§ **AIM OF THE TASK**: For the data below, restate word for word only the lines from the line containing "like (266, 300)." through the line containing "like (335, 326).", both ends included.

§ **EXTRACTED INFORMATION**:
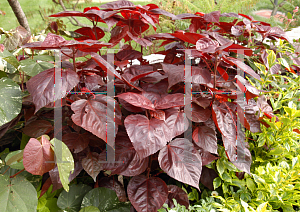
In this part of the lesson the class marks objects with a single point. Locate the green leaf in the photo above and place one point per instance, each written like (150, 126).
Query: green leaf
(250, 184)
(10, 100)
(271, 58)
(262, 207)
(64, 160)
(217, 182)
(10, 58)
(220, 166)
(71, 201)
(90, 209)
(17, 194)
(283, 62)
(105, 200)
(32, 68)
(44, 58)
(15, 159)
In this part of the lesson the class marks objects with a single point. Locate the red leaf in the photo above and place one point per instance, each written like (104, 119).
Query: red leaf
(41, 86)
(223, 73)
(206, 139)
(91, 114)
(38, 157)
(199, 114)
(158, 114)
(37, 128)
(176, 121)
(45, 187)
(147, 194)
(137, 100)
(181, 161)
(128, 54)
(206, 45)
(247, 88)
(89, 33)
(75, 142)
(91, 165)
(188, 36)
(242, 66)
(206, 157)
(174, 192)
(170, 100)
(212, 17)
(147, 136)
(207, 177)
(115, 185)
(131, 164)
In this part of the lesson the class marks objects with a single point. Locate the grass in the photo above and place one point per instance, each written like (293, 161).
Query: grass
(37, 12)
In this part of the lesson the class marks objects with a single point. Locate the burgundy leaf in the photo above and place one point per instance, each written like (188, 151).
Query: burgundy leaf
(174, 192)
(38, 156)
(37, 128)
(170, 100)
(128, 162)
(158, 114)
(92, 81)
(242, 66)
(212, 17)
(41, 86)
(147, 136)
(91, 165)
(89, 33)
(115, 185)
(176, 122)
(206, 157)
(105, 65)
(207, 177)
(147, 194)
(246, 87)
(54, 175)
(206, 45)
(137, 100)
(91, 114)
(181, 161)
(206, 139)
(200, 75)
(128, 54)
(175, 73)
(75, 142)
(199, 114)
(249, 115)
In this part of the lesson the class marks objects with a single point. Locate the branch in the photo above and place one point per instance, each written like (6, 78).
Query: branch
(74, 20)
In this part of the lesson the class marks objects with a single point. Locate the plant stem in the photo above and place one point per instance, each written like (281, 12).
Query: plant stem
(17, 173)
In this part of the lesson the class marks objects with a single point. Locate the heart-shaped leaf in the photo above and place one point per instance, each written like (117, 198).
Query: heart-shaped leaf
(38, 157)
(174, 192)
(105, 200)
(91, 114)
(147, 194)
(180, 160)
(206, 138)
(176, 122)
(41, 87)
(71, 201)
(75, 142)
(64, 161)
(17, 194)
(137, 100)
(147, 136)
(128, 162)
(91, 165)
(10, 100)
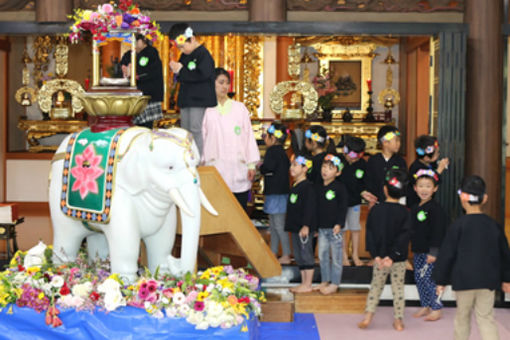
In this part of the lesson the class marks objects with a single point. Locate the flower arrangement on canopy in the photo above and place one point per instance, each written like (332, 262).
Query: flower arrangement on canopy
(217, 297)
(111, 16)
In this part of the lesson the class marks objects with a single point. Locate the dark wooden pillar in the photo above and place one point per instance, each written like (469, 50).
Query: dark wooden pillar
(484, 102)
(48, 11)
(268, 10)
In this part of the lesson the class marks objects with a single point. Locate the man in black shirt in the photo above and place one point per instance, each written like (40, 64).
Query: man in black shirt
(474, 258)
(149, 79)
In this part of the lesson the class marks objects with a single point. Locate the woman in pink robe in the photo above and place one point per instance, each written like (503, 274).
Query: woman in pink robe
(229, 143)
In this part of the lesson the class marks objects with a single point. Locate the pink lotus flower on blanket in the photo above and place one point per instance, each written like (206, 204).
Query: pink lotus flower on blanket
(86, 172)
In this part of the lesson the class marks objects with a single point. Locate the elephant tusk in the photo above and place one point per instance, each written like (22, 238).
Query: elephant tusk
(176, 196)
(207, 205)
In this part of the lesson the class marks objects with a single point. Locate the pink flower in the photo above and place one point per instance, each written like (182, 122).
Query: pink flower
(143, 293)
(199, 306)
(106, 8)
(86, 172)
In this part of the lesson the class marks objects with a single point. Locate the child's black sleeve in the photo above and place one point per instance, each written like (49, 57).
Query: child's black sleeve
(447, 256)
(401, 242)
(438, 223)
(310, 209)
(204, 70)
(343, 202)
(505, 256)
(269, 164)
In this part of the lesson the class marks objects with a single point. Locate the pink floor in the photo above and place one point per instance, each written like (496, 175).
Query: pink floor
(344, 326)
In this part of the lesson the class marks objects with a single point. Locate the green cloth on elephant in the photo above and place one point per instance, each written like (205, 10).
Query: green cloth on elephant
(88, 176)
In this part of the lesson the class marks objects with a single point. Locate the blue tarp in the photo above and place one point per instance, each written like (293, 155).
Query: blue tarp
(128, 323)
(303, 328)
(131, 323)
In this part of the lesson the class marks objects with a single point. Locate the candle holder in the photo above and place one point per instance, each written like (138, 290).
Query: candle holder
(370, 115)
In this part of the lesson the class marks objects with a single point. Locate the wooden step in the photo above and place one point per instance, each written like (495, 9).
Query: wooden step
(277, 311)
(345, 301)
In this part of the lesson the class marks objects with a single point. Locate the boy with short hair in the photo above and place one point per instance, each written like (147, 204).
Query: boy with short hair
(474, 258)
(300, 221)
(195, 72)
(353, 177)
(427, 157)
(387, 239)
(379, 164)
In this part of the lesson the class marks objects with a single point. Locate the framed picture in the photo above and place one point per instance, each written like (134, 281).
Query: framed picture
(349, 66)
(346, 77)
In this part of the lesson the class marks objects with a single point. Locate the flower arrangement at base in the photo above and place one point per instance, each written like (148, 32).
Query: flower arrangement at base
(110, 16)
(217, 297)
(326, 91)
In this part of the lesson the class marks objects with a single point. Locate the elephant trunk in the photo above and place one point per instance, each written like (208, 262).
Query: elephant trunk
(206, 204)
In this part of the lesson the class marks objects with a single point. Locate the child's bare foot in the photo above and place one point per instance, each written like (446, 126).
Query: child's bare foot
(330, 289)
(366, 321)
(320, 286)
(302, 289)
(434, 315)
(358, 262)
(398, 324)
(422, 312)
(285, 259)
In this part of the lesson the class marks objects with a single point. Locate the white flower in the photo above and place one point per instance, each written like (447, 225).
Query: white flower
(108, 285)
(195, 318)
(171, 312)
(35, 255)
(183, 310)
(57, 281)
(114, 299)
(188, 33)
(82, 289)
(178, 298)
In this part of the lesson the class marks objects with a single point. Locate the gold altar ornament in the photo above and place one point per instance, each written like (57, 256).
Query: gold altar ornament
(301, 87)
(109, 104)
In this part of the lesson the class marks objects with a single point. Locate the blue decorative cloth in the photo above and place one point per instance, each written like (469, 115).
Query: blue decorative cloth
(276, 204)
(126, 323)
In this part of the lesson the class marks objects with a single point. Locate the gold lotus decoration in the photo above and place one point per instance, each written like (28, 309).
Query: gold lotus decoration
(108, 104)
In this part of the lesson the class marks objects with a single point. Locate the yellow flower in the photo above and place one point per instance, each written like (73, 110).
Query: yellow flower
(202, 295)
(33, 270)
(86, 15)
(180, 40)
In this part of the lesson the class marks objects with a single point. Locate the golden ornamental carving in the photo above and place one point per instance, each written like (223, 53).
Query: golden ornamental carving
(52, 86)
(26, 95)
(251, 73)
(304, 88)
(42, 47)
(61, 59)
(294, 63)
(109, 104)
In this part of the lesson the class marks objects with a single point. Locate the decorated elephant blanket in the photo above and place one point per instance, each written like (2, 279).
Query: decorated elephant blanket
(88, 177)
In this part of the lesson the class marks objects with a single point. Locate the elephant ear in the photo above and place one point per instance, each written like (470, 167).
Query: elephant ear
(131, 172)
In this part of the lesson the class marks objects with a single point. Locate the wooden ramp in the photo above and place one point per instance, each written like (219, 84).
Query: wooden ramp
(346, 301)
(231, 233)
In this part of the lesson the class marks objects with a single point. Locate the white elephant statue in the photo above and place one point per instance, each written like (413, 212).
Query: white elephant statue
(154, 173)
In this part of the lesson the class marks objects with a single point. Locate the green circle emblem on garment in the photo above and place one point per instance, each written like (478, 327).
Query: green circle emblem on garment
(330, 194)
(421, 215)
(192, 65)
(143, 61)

...

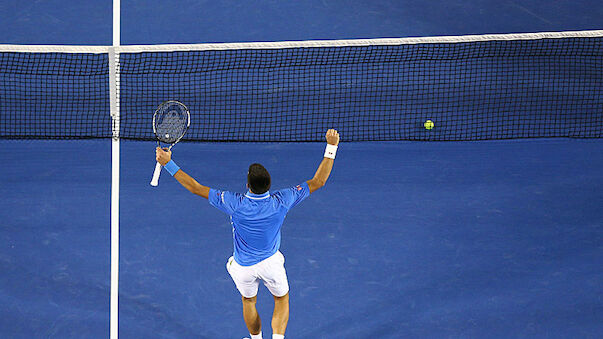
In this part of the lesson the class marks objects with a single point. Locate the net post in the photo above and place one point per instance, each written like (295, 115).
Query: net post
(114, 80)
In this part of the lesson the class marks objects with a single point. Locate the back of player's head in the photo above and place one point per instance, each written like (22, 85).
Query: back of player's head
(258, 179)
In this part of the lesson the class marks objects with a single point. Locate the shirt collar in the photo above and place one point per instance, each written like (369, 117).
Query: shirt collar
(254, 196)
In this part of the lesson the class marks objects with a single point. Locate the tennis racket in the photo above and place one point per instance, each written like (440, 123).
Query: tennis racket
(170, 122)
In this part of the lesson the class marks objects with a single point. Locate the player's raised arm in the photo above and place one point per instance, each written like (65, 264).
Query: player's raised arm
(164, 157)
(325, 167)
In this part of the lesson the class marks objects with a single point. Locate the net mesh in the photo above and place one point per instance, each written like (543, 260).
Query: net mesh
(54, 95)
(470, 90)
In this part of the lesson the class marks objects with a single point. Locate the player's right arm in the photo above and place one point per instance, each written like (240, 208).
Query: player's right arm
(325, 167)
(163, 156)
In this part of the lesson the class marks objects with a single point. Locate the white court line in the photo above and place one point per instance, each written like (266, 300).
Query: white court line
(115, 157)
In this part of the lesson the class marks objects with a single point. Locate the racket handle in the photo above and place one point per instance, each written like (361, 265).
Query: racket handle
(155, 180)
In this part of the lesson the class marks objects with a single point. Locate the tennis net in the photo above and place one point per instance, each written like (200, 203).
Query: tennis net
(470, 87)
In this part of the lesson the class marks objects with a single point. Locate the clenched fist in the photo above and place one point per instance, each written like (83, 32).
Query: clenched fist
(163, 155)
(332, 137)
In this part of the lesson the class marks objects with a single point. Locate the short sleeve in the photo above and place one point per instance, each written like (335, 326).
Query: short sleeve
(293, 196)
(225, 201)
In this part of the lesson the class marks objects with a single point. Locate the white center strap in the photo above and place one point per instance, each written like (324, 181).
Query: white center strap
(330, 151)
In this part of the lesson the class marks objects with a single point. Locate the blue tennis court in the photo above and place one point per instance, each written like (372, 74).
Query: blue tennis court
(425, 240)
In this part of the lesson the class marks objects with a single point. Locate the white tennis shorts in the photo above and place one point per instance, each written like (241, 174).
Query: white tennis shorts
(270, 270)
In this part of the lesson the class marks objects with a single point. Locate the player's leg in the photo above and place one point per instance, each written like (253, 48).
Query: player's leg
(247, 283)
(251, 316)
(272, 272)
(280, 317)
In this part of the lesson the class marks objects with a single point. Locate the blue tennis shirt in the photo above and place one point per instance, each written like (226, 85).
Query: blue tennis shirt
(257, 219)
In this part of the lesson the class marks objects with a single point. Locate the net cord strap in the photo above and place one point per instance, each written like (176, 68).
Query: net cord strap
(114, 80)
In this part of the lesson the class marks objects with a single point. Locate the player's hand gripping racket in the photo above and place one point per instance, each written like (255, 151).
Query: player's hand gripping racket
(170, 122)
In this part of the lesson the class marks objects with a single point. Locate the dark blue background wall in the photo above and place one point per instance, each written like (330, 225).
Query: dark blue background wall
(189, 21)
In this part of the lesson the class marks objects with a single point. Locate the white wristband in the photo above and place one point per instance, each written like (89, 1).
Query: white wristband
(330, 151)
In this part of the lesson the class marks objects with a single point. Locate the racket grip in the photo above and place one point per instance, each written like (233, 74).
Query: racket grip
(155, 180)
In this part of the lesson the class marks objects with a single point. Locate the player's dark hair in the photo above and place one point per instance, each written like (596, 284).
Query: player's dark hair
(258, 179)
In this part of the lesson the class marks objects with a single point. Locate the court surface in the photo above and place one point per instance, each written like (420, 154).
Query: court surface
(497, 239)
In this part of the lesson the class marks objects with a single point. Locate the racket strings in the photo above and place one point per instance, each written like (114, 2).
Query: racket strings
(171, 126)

§ **ANSWER FOR THIS EXERCISE**:
In this part of the lesson the class marks objects with a single point. Locate the white court line in the photo above and place one point per instance, each written like (266, 300).
Query: white court line
(115, 157)
In this part of the lesson the class marks objects with a single point. Locate the racket handle in the photo above and place one point per instance, each written like (361, 265).
Query: racket handle
(155, 180)
In this part of the lesson the class marks objects with a single point. Locate the tennis net in the photo above and place one point per instance, each written like (200, 203).
Query: tennis net
(470, 87)
In this part of the lesson the class marks objects with a single point. Locate the clenched fist in the photo above and place one point per instance, each written like (83, 32).
Query: clenched fist
(163, 155)
(332, 137)
In this part of the lesson the class marks objects with a single point. Locate the short sleeve in the photo above and place one point per instance, each written like (335, 326).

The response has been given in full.